— begin —

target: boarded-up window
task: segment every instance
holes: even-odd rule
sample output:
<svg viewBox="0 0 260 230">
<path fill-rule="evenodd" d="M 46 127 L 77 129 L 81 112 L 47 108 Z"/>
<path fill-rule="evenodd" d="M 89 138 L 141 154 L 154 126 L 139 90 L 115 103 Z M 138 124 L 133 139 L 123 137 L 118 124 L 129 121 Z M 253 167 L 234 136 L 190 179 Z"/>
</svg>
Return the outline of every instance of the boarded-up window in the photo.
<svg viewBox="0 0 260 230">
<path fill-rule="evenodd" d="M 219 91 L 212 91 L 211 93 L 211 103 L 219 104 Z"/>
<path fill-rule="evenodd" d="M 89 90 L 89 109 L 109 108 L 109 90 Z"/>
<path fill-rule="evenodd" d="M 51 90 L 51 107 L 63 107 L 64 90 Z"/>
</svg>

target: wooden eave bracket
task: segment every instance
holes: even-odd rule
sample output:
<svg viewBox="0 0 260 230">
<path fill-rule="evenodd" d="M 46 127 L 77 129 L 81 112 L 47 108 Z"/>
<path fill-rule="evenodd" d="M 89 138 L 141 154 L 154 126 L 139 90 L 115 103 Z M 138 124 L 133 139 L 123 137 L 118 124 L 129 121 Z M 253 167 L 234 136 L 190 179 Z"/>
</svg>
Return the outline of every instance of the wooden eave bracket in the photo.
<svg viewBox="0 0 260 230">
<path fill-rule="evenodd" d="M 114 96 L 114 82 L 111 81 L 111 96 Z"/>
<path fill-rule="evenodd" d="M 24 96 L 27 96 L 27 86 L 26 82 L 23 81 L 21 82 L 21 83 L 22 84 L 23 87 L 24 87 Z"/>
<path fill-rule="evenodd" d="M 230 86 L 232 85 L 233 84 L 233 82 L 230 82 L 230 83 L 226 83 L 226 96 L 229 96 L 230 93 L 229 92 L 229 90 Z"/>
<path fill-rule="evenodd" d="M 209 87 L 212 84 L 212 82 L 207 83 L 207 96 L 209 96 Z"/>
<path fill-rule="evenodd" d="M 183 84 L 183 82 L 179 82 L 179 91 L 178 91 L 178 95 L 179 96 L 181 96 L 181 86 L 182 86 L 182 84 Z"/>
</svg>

— end —

■ **What the task requires**: From the listing above, pull out each line that contains the word "instance" and copy it in full.

■ **Reply**:
task: segment every instance
Return the outline of every instance of the boarded-up window in the photo.
task: segment every instance
Return the outline of every instance of the wooden eave bracket in the photo.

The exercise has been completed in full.